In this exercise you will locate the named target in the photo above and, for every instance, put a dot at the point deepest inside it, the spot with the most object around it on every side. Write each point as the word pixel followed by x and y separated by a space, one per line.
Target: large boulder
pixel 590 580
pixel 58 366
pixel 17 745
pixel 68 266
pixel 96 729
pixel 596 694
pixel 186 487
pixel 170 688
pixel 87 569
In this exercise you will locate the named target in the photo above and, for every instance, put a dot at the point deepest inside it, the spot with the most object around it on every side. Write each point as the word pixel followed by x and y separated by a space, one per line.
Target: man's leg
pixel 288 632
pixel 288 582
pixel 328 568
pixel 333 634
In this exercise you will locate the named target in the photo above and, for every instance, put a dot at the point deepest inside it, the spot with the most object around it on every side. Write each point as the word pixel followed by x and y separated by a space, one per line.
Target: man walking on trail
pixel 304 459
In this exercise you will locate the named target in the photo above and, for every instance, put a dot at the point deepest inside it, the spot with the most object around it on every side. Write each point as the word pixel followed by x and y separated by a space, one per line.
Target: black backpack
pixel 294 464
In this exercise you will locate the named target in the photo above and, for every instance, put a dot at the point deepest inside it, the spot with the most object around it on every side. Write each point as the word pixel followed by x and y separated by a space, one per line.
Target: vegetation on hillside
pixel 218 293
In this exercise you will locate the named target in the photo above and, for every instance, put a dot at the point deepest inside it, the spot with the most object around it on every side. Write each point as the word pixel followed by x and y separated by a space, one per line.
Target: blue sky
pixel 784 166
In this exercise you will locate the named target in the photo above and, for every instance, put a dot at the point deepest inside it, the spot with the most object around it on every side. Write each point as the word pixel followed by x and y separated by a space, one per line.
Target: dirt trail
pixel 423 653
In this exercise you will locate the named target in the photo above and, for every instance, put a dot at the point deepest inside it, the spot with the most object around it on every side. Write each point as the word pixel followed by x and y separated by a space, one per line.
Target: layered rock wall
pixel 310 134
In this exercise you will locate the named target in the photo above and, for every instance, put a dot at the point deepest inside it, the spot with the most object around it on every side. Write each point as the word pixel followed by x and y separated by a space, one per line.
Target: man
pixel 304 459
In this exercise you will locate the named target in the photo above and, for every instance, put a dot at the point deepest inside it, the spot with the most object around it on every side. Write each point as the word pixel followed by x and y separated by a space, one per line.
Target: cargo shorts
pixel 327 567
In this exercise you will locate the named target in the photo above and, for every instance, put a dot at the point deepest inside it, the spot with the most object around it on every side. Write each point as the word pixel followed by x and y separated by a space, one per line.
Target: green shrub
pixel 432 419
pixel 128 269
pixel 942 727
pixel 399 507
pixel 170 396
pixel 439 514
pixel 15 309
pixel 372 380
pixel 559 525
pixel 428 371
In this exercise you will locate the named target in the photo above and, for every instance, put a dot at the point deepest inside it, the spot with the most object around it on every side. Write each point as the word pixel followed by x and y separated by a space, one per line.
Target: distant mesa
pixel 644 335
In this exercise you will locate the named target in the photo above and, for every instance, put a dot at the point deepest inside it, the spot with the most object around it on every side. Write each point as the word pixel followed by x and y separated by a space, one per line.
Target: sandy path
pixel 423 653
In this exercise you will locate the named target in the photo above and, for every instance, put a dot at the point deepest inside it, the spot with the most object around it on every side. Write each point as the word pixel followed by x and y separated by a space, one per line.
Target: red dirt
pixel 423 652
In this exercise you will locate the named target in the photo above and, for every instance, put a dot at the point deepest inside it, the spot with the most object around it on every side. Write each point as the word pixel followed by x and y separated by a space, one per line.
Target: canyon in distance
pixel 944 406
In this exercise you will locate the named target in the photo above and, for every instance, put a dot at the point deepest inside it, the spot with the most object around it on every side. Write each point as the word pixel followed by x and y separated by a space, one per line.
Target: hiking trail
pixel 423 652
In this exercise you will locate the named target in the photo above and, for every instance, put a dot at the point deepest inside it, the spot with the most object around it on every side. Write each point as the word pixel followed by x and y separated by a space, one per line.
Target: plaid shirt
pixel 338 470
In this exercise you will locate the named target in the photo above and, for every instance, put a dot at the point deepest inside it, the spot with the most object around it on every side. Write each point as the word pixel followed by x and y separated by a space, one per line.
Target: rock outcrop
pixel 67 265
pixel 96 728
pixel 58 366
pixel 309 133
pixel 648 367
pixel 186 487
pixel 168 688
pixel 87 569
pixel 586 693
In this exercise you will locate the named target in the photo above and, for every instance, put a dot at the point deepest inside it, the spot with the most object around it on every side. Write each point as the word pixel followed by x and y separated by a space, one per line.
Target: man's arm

------------

YOUR ASSIGNMENT: Every entry above needs to be quoted exactly.

ANSWER BOX:
In this exercise you will locate the named target in the photo above and, for every instance, put a dot at the point deepest inside it, the spot with the most object around it on every side. Write each point as the word pixel followed by x and y separated by a space, one per line.
Target: large boulder
pixel 590 580
pixel 58 366
pixel 17 745
pixel 68 266
pixel 96 729
pixel 596 694
pixel 186 487
pixel 170 688
pixel 87 569
In this exercise you will locate the named target in the photo above and, for every instance, put a dot at the point deepest inside it, the spot with the most object around it on every side. Write each point as the word pixel followed by x and y separated by a space, one per line.
Target: man's leg
pixel 288 632
pixel 288 582
pixel 328 568
pixel 333 634
In this exercise you will locate the named target in the photo above and, for every instance, put a dot at the point deepest inside it, the spot with the most object around it on every side. Write each point as the word pixel followed by x and y separated by a space, one per line.
Target: man walking on trail
pixel 304 459
In this exercise you will locate the named target in the photo above and, for every instance, put a dot at the point deepest inside it, the spot with the most object around it on every side. Write each point as the word pixel followed by x and y separated by a space, one per line.
Target: black backpack
pixel 294 464
In this exercise you will locate the named target in the photo above and, for every instance, put a dot at the point deepest inside it, the spot with the most object around it on every side. Write each point as the word pixel followed by x and y separated by a space, one per line.
Target: vegetation on hillside
pixel 218 293
In this exercise you will locate the named target in the photo above and, for every instance, put a dot at the point deepest inside it, the spot with the most object around it on every side. Write each point as the word pixel followed by x and y separated by a space, one per line.
Target: blue sky
pixel 784 166
In this exercise you will locate the named target in the photo above and, for every instance, put a dot at the point deepest inside it, the spot with the most object around it on every side. Write each point as the word pixel followed by x and y separated by a space, one per line.
Target: dirt trail
pixel 423 653
In this exercise you will locate the named target in the photo above and, for every instance, put a dot at the point deepest inside it, the spot with the most object around it on every side. Write each point as the word pixel followed by x and y separated by a space, one per line.
Target: layered rock wall
pixel 310 134
In this exercise you will locate the named target in the photo above and, for every instance, put a dot at the point deepest inside it, the spot with the most object around it on every side. Write each point as the word pixel followed by x and y separated by a space, one per line.
Target: man
pixel 304 459
In this exercise you will locate the named target in the photo above and, for every instance, put a dot at the point deepest inside it, the spot with the most object around it on every side. Write each point as the word pixel followed by x and y separated by a space, one per line.
Target: cargo shorts
pixel 327 567
In this exercise you will locate the named target in the photo above and, for every instance, put a dot at the point deepest inside it, the spot with the most object around it on every side. Write each point as the word pixel followed by x and y separated by a space, one per line.
Target: green shrub
pixel 432 419
pixel 128 269
pixel 942 727
pixel 399 507
pixel 170 396
pixel 439 514
pixel 15 309
pixel 372 380
pixel 559 525
pixel 428 371
In this exercise you will locate the named target in the photo above and, for every instance, put a dot at the point deepest inside it, the spot with the most object around it on every side. Write each point as the word pixel followed by x and y separated by a space, one per line.
Target: distant mesa
pixel 644 335
In this exercise you will locate the named target in the photo above and, for every instance, put a dot at the point deepest inside it, the spot with the most object around it on every side. Write each point as the word pixel followed by x and y separated by a space, one per line.
Target: sandy path
pixel 423 653
In this exercise you will locate the named target in the photo above and, for every instance, put a dot at the point deepest inside it, the spot with the most object around it on every side. Write each point as the word pixel followed by x and y separated by a space, one per line.
Target: red dirt
pixel 423 652
In this exercise you will locate the named target in the photo above and, for every instance, put a dot at the point deepest inside it, the spot with the most object around it on every side. Write each point as the word pixel followed by x and y separated by a space, one per line.
Target: canyon in distance
pixel 944 406
In this exercise you will locate the named target in the photo above and, for every instance, put a dot at the point deepest inside it, the spot with the most object around it on every side. Write each point as the word pixel followed by x and y separated by a space, one per line.
Target: hiking trail
pixel 423 652
In this exercise you will locate the named target in the photo above and, for every instance, put a dot at the point deepest inside it, the spot with the most object around it on every side. Write each point as the word pixel followed by x and y separated by a space, one per line.
Target: plaid shirt
pixel 338 470
In this exercise you will locate the named target in the photo above and, for every instance, put a dot at the point deepest inside it, the spot with the most object around it on every side. Write each point as the word pixel followed by x and y separated by a space, one per line.
Target: rock outcrop
pixel 67 265
pixel 96 728
pixel 58 366
pixel 309 133
pixel 648 367
pixel 186 487
pixel 168 688
pixel 87 569
pixel 586 693
In this exercise you will locate the named target in the photo above and, for every instance, put a dot at the point deepest inside it, the spot with the most object around it on every side. Write each point as the word pixel followed by x and y separated by a space, one per line.
Target: man's arm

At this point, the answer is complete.